| KURZE ÜBUNG |
Setzen Sie den Auszug über die Auswirkungen des elterlichen sozialen Netzwerkes auf die soziale Integration von Kindern im Anschluss an seinen letzten Satz fort.

| BEREITGESTELLTER AUSZUG |
#####

Auswirkungen des elterlichen sozialen Netzwerkes auf die soziale Integration von Kindern
Bei einer Untersuchung an Schülern der zweiten bis fünften Klassen einer innerstädtischen Grundschule in West-Berlin wurden diese nach ihrem Freundschaftskonzept und deren Eltern zum sozialen Netzwerk befragt. Diese Kindergruppe bestand zu 55% aus Jungen und zu 45% aus Mädchen im Alter von 7 bis 12 Jahren. Die Anzahl der elterlichen Verwandten und anderer Netzwerkpartner hing nicht mit der sozialen Integration und dem Freundschaftskonzept der Kinder zusammen. Diese elterlichen Beziehungen sind also offenbar weniger bedeutsam für die Gleichaltrigenbeziehungen der Kinder. So sind Verwandtschaftskontakte kaum kündbar und auch nicht in dem Ausmaß freiwillig, wie es die Freundschaften der Eltern und die Gleichaltrigenbeziehungen der Kinder sind. Wenn die Mütter bzw. Väter viele Freunde hatten, nannten ihre Kinder viele Beziehungspartner außerhalb der Schulklasse.
Dieser Zusammenhang zeigt sich jedoch nicht für die elterlichen Freundschaften und die Zahl der innerhalb der Schulklasse als Beziehungspartner nominierten Kinder. Untersucht man dagegen nur die Untergruppe der älteren Kinder und deren gegenseitig bestätigten engen Freundschaften, findet sich wieder das erwartete Ergebnismuster: Je mehr Freunde die Mütter hatten, desto mehr gegenseitig bestätigte enge Freundschaften hatten die älteren Kinder innerhalb der Schulklasse. Wahrscheinlich findet sich dieser Zusammenhang nur für ältere Kinder, weil die Gegenseitigkeit von Freundschaften erst für die älteren Kinder eine besondere Bedeutung gewinnt.
Man kann also vermuten, dass sich die elterliche Integration über die kindliche sozio-kognitive Entwicklung auf die kindliche Integration in die Gleichaltrigenwelt auswirkt. Mit der Anzahl der elterlichen Freunde stieg auch das Niveau des kindlichen Freundschaftskonzeptes. Die Zusammenhänge zwischen dem Netzwerk der Eltern und dem der Kinder zeigten sich dort am deutlichsten, wo die Beziehungen von Freiwilligkeit und persönlichem Einsatz geprägt waren, nämlich zwischen den elterlichen Freunden, mit denen Freizeit verbracht wird, und den kindlichen Freundschaften, die nicht durch die gemeinsame Schulklasse gestützt werden, sondern mit mehr eigener Anstrengung unterhalten werden. Unter den Freundschaften in der Klasse treten diejenigen der älteren Kinder hervor, die durch gegenseitige Bestätigung eine besondere Qualität haben und vermutlich ein entsprechendes Engagement verlangen.

#####

| AUSGANGSMATERIAL |
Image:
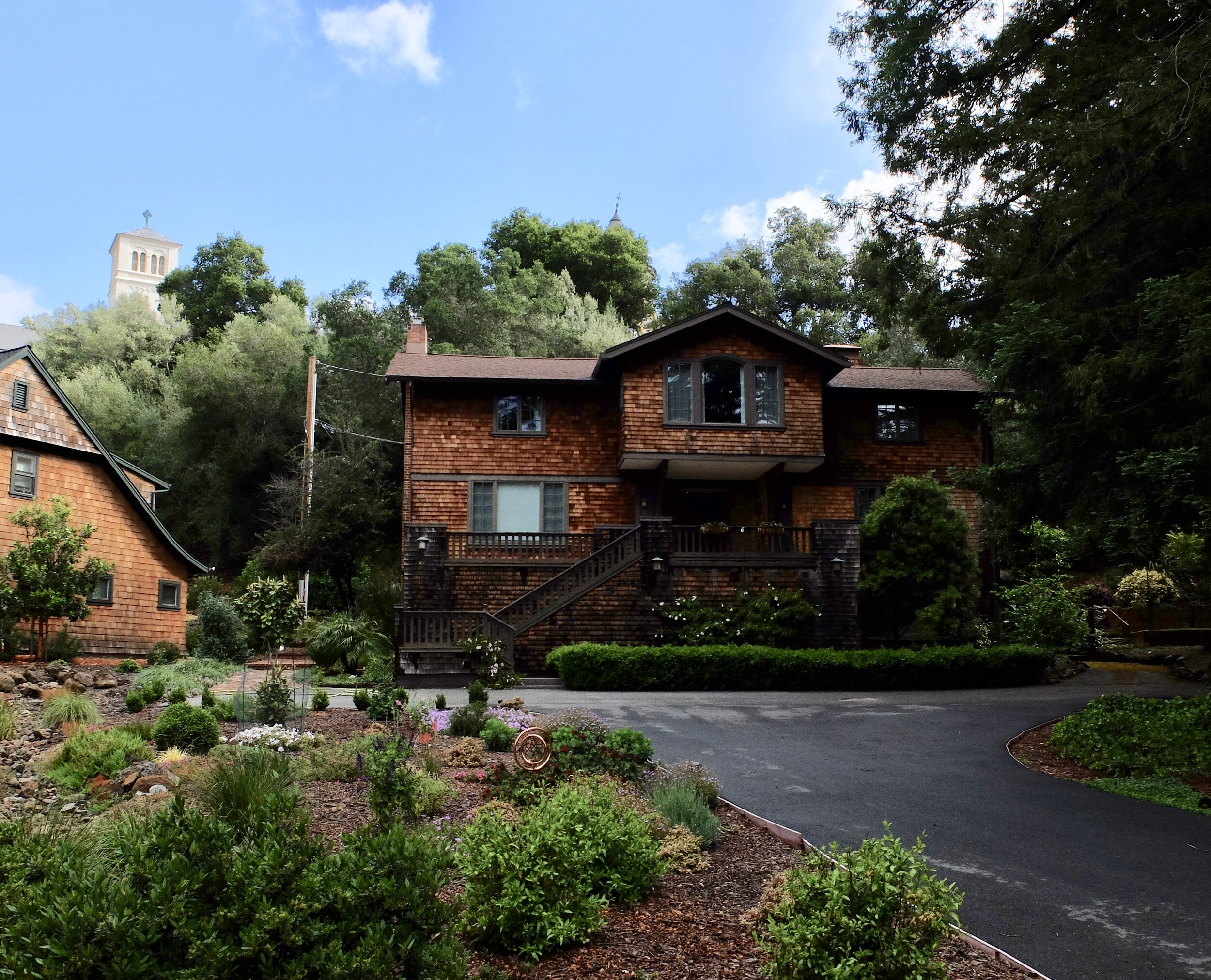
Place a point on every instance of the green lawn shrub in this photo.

#####

| LÖSUNG DER ÜBUNG |
Verwendete Literatur
Anastasiou, K., March, A., Sury, P., (2002). Handybesitz und die soziale Integration von Jugendlichen. Online im Internet: WWW: http://visor.unibe.ch/WS02/cvk/arbeiten/Handybesitz_und_soziale_Integration.pdf (2002-10-18)
Großegger, B. (2005). Schriftenreihe Jugendpolitik. Online im Internet: https://broschuerenservice.bmsg.gv.at/PubAttachments/Generationen%20Beziehungl.pdf (07-11-04).
Limbourg, Maria (1998). Die Bedeutung von Familie und
Freunden für Sicherheit und Gefahr im Kindes- und Jugendalter. Online im
Internet: WWW:
http://www.uni-essen.de/traffic_education/texte.ml/Familie.html (2002-10-17)
Kleiber, Dieter (1999). Empowerment und Partizipation. Chancen von Peer Education in der Präventionsarbeit. Online im Internet: http://www.aktion-jugendschutz-bayern.de/projugen/leit4_99.htm (2002-10-17)
Kraak, B. (1997). Bullying, das Quälen von Mitschülern. Psychologie in Erziehung und Unterricht, 44, 71-77
Kruse, J. (2000). Erziehungsstil und kindliche Entwicklung: Wechselwirkungsprozesse im Längsschnitt. In S. Walper & R. Pekrun (Hrsg.), Familie und Entwicklung (S. 1-8). Göttingen: Hogrefe.
Mietzel, G. (2002). Wege in die Entwicklungspsychologie. Verlagsgruppe Beltz: Weinheim.
Oerter, R. & Dreher, E. (2002). Jugendalter. In R. Oerter & L. Montada (Hrsg.), Entwicklungspsychologie (S. 258-318).Weinheim: Beltz.
Preiser, S. (1994). Jugend und Politik. Anpassung – Partizipation - Extremismus. In R. Oerter & L. Montada (Hrsg.), Entwicklungspsychologie (S. 874 - 884).Weinheim: Beltz.
Reinders, H. (2004). Freundschaften im Jugendhalter. Online im Internet: http://www.familienhandbuch.de/cms//Jugendforschung-Freundschaften.pdf (07-11-01).
Schneewind, K. (2002). Familienentwicklung. In R. Oerter & L. Montada (Hrsg.), Entwicklungspsychologie (S. 105-127).Weinheim: Beltz.
Schneewind, K. (1998). Familienentwicklung. In R. Oerter & L. Montada (Hrsg.), Entwicklungspsychologie (S. 129-170).Weinheim: Beltz.
Silbereisen, R. & Ahnert, L. (2000). Soziale Kognition: Entwicklung von sozialem Wissen und Verstehen. In R. Oerter & L. Montada (Hrsg.), Entwicklungspsychologie (S. 509-682).Weinheim: Beltz.
Stangl W. (2007). Entwicklungsaufgaben im Jugendalter: Online im Internet: https://arbeitsblaetter.stangl-taller.at/PSYCHOLOGIEENTWICKLUNG/EntwicklungsaufgabeJugend.shtml (07-11-01).
Uhlendorff, H. (1996). Elterliche soziale Netzwerke in ihrer Wirkung auf die Freundschaftsbeziehungen der Kinder. Psychologie in Erziehung und Unterricht, 43, 127-140.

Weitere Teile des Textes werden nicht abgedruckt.